- Work to complete -
Copy the records character for character, starting at their first line and stopping after the line that contains "171L498 172L499 161L490".

- Supplied records -
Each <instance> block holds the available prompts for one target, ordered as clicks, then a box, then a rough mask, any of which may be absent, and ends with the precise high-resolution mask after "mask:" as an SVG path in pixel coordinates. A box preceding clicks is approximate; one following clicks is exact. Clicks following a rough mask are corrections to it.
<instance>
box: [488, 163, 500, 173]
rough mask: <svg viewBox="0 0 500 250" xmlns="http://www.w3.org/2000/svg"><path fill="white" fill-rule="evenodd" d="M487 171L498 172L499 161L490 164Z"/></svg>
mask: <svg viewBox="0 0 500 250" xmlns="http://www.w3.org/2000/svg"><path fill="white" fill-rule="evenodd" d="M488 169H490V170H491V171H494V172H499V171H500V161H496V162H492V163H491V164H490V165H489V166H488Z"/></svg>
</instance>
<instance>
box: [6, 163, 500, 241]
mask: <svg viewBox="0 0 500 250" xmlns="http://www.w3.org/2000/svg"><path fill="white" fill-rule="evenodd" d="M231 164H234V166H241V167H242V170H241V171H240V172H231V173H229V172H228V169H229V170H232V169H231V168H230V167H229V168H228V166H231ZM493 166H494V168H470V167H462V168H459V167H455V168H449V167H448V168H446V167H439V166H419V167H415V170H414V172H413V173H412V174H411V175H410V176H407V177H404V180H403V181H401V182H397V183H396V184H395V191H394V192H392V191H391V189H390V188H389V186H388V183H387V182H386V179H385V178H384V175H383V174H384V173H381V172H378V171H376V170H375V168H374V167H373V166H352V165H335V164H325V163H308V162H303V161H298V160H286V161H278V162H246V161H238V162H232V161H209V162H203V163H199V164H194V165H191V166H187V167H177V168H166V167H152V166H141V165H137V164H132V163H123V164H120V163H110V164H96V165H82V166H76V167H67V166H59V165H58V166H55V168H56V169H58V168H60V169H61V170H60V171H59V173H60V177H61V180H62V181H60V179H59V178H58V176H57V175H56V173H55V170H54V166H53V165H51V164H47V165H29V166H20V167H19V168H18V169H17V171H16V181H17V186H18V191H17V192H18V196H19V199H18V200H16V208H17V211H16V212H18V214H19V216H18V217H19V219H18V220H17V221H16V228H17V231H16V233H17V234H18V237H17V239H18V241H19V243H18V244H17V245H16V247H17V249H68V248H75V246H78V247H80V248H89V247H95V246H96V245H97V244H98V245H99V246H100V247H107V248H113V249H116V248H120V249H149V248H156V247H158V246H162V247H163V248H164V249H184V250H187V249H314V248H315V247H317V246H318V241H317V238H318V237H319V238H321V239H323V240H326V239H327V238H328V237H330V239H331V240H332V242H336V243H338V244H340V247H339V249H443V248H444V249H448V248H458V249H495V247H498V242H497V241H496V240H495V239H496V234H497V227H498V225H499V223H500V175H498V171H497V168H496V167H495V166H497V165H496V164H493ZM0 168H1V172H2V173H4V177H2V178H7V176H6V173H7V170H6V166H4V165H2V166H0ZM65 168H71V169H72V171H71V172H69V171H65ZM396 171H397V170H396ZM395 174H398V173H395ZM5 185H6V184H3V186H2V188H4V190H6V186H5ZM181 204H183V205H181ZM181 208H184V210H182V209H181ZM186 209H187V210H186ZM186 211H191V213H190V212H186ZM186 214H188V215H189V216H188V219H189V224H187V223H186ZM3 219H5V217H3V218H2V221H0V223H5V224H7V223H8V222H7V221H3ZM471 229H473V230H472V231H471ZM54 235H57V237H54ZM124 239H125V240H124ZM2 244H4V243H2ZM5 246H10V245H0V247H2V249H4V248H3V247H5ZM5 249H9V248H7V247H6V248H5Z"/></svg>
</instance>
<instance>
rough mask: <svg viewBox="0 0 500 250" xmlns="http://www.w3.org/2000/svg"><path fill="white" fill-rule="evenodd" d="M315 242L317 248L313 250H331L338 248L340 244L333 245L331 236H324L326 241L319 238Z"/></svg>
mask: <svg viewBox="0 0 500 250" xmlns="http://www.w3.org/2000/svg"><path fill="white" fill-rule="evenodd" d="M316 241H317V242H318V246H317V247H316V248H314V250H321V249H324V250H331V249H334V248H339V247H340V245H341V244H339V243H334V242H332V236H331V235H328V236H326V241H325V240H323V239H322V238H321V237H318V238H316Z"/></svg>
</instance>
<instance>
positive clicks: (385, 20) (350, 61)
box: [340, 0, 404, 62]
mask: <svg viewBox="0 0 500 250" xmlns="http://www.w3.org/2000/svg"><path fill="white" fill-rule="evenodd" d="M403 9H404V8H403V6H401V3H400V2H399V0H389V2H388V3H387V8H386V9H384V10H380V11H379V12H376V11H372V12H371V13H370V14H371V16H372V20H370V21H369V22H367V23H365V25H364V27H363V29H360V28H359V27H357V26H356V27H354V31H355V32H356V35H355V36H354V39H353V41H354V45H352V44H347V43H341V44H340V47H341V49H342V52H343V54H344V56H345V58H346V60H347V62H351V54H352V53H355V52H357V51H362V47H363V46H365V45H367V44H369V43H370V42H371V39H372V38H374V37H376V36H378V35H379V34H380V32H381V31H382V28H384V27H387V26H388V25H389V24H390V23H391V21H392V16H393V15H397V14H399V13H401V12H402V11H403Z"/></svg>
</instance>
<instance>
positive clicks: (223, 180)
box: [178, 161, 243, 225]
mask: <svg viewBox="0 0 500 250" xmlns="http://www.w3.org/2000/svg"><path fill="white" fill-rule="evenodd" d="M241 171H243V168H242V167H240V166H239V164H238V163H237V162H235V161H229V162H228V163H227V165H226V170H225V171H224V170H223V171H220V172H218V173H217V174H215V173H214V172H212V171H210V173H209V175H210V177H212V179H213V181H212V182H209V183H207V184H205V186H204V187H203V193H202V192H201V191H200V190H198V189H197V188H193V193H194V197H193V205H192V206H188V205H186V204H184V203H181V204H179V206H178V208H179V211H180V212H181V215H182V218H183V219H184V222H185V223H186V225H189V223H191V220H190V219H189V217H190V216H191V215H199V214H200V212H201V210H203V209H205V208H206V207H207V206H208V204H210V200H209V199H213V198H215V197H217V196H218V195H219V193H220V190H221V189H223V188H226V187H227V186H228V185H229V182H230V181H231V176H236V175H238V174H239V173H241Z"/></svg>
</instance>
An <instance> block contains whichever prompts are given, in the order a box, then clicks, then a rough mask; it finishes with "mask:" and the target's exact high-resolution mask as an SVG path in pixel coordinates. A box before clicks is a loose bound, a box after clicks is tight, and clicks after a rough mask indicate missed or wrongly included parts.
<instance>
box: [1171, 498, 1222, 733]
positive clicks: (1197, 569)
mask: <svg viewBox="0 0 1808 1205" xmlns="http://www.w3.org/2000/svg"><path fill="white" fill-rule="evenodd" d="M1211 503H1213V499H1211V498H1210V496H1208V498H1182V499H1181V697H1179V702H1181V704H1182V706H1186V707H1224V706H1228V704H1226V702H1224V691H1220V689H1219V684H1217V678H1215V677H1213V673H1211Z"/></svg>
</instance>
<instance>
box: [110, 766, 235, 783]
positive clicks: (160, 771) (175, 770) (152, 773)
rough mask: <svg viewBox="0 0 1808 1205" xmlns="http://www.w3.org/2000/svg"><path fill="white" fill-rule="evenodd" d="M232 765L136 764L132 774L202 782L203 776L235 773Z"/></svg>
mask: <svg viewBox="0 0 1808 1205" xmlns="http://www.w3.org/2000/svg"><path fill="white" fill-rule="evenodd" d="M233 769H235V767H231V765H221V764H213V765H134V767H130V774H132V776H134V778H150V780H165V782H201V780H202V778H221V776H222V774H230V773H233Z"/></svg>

- Solved exercise -
Each <instance> block holds the available prompts for one target, ordered as clicks, then a box, then a rough mask, any of which may be absent, and ends with the precise high-resolution mask after "mask:" as an SVG path in pixel coordinates. A box preceding clicks is approximate; one following clicks is exact. Clicks following a rough mask are corrections to it.
<instance>
box: [488, 163, 500, 173]
rough mask: <svg viewBox="0 0 500 250" xmlns="http://www.w3.org/2000/svg"><path fill="white" fill-rule="evenodd" d="M487 171L498 172L499 161L490 164Z"/></svg>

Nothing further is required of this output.